start DATA PROVIDED
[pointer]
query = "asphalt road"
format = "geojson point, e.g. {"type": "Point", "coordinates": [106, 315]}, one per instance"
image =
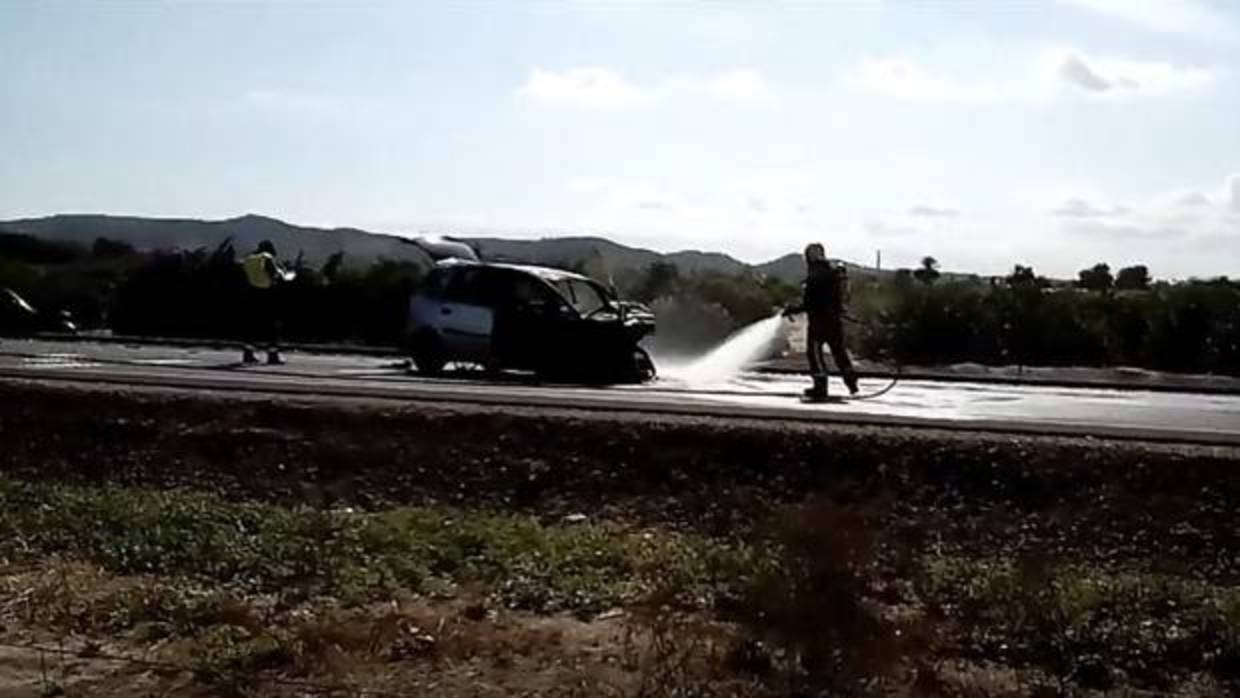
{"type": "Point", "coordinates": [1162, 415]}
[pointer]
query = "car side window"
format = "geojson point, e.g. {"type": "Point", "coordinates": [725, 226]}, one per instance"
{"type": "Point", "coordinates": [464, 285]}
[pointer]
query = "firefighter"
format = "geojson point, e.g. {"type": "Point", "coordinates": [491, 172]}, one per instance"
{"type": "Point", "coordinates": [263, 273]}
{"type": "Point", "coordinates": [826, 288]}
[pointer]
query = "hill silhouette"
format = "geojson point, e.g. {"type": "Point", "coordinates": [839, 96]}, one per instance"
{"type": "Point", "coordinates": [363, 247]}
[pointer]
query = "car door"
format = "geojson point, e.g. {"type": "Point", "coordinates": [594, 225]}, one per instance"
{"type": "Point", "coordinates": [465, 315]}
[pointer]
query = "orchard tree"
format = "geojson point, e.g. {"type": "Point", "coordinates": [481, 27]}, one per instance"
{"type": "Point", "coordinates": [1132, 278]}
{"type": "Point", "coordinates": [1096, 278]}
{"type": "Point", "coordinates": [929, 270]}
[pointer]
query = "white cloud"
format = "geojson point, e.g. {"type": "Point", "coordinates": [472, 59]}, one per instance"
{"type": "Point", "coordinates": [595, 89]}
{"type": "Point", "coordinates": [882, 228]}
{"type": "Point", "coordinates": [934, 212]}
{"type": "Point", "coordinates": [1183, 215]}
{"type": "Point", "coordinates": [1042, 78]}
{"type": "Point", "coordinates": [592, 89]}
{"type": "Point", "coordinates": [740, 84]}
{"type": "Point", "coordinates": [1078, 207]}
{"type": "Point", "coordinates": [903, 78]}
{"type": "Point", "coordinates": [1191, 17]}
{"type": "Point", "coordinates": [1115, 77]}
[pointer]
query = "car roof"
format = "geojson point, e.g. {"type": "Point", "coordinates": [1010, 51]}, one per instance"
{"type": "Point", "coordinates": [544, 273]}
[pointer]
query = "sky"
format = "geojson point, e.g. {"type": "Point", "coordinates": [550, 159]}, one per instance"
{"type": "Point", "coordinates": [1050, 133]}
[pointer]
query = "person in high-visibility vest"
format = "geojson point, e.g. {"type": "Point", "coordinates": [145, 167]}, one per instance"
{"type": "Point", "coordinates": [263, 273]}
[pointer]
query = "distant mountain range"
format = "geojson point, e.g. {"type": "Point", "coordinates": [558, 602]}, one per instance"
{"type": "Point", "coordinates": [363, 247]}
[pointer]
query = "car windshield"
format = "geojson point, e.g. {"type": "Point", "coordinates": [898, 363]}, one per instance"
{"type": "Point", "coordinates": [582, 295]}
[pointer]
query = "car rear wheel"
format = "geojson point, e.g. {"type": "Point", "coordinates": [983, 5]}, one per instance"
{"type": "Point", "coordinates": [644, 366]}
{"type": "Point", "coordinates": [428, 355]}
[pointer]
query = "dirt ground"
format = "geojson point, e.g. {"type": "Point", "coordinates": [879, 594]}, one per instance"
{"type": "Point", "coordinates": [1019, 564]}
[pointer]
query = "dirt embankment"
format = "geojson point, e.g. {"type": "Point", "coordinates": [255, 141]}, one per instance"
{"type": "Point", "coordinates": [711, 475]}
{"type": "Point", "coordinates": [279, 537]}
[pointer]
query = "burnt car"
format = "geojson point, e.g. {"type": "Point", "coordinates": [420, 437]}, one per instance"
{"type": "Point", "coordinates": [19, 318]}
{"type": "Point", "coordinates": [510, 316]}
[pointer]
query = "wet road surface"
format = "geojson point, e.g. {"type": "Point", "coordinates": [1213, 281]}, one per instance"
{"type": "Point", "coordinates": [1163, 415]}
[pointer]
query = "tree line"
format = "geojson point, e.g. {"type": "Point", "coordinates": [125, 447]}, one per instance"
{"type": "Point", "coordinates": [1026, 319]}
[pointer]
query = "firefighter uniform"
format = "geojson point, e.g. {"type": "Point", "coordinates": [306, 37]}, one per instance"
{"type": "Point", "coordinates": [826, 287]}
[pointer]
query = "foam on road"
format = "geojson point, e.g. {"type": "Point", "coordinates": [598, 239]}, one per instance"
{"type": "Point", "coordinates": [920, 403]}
end DATA PROVIDED
* [WHAT YOU ARE ASKED TO DO] Print out the whole of the material word for word, without pictures.

* [SOLVED EXERCISE]
[pointer]
query = "asphalt road"
format = "geojson point, e.g. {"type": "Point", "coordinates": [106, 315]}, one per instance"
image =
{"type": "Point", "coordinates": [1162, 415]}
[pointer]
query = "car side window"
format = "geojson point, e.g. {"type": "Point", "coordinates": [725, 226]}, one per instance"
{"type": "Point", "coordinates": [464, 285]}
[pointer]
query = "firefighter"
format = "geojson point, e.g. {"type": "Point", "coordinates": [491, 172]}, one per instance"
{"type": "Point", "coordinates": [263, 273]}
{"type": "Point", "coordinates": [826, 288]}
[pointer]
query = "hill silhouette"
format = "geojson point, e.g. {"type": "Point", "coordinates": [839, 96]}, one per instance"
{"type": "Point", "coordinates": [363, 247]}
[pointer]
query = "car door"
format = "geojson point, e.g. {"type": "Point", "coordinates": [594, 225]}, one per instance"
{"type": "Point", "coordinates": [465, 315]}
[pointer]
query = "orchard tree"
format = "geojson point, e.g. {"type": "Point", "coordinates": [481, 27]}, one per instance"
{"type": "Point", "coordinates": [1132, 278]}
{"type": "Point", "coordinates": [1096, 278]}
{"type": "Point", "coordinates": [929, 270]}
[pointer]
query = "white cloud"
format = "geojson point, e.g. {"type": "Point", "coordinates": [472, 59]}, one per instance"
{"type": "Point", "coordinates": [595, 89]}
{"type": "Point", "coordinates": [882, 228]}
{"type": "Point", "coordinates": [934, 212]}
{"type": "Point", "coordinates": [1183, 215]}
{"type": "Point", "coordinates": [1042, 78]}
{"type": "Point", "coordinates": [592, 89]}
{"type": "Point", "coordinates": [740, 84]}
{"type": "Point", "coordinates": [1078, 207]}
{"type": "Point", "coordinates": [903, 78]}
{"type": "Point", "coordinates": [1191, 17]}
{"type": "Point", "coordinates": [1115, 77]}
[pointer]
query = "car roof"
format = "geojson point, e.g. {"type": "Point", "coordinates": [1010, 51]}, one per instance"
{"type": "Point", "coordinates": [544, 273]}
[pointer]
query = "sky"
format = "geojson point, e.g. {"type": "Point", "coordinates": [550, 159]}, one per instance"
{"type": "Point", "coordinates": [1050, 133]}
[pointer]
query = "person in high-visibility vest"
format = "geojson point, e.g. {"type": "Point", "coordinates": [145, 167]}, one per instance"
{"type": "Point", "coordinates": [263, 273]}
[pointer]
query = "distant mountain range"
format = "geojson point, e.g. {"type": "Point", "coordinates": [558, 602]}, one per instance"
{"type": "Point", "coordinates": [363, 247]}
[pointer]
query = "car windshield"
format = "geojson point, e.g. {"type": "Point", "coordinates": [898, 363]}, one per instance"
{"type": "Point", "coordinates": [582, 295]}
[pointer]
query = "car rear wheel"
format = "geojson point, e.g. {"type": "Point", "coordinates": [983, 5]}, one per instance"
{"type": "Point", "coordinates": [644, 366]}
{"type": "Point", "coordinates": [428, 355]}
[pointer]
query = "dirt ground"
format = "geojson point, e.g. {"type": "Point", "coordinates": [879, 594]}, one per instance"
{"type": "Point", "coordinates": [1019, 564]}
[pointer]
query = "dirt embankment"
format = "geojson point, e.g. {"type": "Point", "coordinates": [255, 141]}, one per instance"
{"type": "Point", "coordinates": [711, 475]}
{"type": "Point", "coordinates": [279, 537]}
[pointer]
query = "burnt car"
format = "geojson point, e.g. {"type": "Point", "coordinates": [420, 437]}, one per instance"
{"type": "Point", "coordinates": [19, 318]}
{"type": "Point", "coordinates": [510, 316]}
[pointer]
query = "wet road surface"
format = "geojson point, e.g. {"type": "Point", "coordinates": [1213, 281]}, one per instance"
{"type": "Point", "coordinates": [1163, 415]}
[pointer]
query = "tree line"
format = "geojson point, e.g. {"type": "Point", "coordinates": [125, 447]}, one per instance"
{"type": "Point", "coordinates": [1026, 319]}
[pointer]
query = "firefighter uniform"
format = "geojson point, e.g. {"type": "Point", "coordinates": [306, 37]}, one per instance"
{"type": "Point", "coordinates": [826, 287]}
[pointer]
query = "foam on road"
format = "geojson point, e.g. {"type": "Point", "coordinates": [598, 239]}, one per instance"
{"type": "Point", "coordinates": [920, 403]}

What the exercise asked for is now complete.